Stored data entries
======

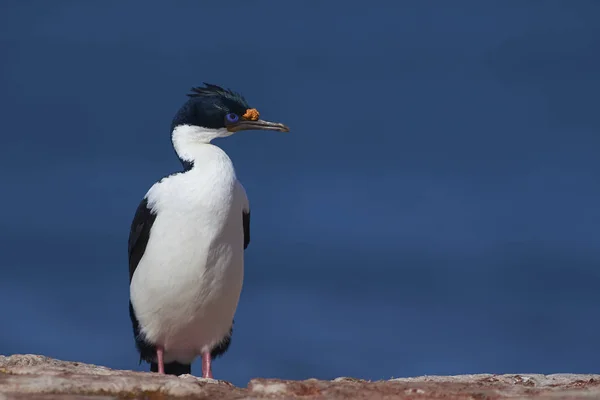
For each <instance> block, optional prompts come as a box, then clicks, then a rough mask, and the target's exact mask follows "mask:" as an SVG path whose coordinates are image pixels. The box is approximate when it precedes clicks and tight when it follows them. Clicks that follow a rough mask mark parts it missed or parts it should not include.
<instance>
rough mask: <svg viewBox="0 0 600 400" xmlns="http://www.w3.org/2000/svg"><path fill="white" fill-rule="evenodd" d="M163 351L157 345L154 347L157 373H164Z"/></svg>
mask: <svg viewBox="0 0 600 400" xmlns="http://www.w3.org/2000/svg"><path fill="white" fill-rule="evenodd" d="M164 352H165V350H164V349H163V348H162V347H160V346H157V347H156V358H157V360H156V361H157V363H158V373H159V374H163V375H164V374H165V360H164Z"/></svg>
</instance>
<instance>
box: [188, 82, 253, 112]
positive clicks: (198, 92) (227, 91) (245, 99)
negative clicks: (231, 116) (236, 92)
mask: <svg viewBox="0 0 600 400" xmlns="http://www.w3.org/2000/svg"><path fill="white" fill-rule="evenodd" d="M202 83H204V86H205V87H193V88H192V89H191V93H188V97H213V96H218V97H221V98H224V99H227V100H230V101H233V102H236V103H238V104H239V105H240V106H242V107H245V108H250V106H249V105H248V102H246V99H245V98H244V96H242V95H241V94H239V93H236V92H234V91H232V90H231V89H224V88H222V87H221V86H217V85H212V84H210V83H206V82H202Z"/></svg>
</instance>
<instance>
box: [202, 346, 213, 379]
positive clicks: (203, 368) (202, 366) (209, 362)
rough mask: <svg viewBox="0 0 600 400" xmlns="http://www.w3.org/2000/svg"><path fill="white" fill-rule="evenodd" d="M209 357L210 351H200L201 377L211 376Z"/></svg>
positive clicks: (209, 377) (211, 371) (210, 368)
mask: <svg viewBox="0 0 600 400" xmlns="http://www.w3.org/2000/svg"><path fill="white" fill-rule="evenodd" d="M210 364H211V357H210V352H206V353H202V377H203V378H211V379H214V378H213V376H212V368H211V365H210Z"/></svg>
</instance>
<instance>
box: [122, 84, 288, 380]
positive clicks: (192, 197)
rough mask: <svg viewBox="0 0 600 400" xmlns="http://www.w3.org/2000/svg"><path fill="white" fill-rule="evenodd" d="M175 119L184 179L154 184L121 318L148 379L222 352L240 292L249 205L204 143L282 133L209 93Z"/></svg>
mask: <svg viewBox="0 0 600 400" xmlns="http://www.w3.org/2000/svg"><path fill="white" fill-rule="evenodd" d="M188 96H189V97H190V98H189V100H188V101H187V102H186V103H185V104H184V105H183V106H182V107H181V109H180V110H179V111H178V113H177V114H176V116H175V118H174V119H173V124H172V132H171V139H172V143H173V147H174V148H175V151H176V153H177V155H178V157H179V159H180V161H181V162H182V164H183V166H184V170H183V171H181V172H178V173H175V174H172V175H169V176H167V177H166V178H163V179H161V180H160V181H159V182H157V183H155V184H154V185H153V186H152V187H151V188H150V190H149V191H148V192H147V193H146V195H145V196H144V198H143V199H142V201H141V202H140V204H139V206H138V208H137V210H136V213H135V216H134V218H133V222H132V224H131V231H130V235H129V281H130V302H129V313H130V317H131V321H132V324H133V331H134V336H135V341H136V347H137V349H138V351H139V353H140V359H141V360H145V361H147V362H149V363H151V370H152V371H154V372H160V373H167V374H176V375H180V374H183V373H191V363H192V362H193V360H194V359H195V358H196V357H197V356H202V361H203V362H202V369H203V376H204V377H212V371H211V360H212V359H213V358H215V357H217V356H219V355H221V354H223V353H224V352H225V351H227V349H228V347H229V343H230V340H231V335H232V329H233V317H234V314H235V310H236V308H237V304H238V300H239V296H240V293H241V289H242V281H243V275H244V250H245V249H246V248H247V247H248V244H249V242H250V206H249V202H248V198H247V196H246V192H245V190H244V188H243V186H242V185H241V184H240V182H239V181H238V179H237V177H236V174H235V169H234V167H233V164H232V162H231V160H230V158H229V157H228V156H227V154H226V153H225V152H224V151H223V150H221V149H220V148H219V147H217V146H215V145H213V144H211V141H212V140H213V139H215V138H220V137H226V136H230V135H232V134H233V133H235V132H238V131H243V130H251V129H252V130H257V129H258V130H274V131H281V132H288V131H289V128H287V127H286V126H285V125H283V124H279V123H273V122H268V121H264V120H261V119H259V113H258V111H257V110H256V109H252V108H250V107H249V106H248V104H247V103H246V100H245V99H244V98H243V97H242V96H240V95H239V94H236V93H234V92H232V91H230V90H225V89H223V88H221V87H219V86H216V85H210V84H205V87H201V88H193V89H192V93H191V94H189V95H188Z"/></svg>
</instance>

======

• About this task: Please copy the lines above from the line with "box: [202, 346, 213, 379]" up to and including the line with "357L210 351H200L201 377L211", exactly as written and with nothing else.

• Result of the exercise:
box: [202, 346, 213, 379]
positive clicks: (203, 368) (202, 366) (209, 362)
rough mask: <svg viewBox="0 0 600 400" xmlns="http://www.w3.org/2000/svg"><path fill="white" fill-rule="evenodd" d="M209 357L210 351H200L201 377L211 376Z"/></svg>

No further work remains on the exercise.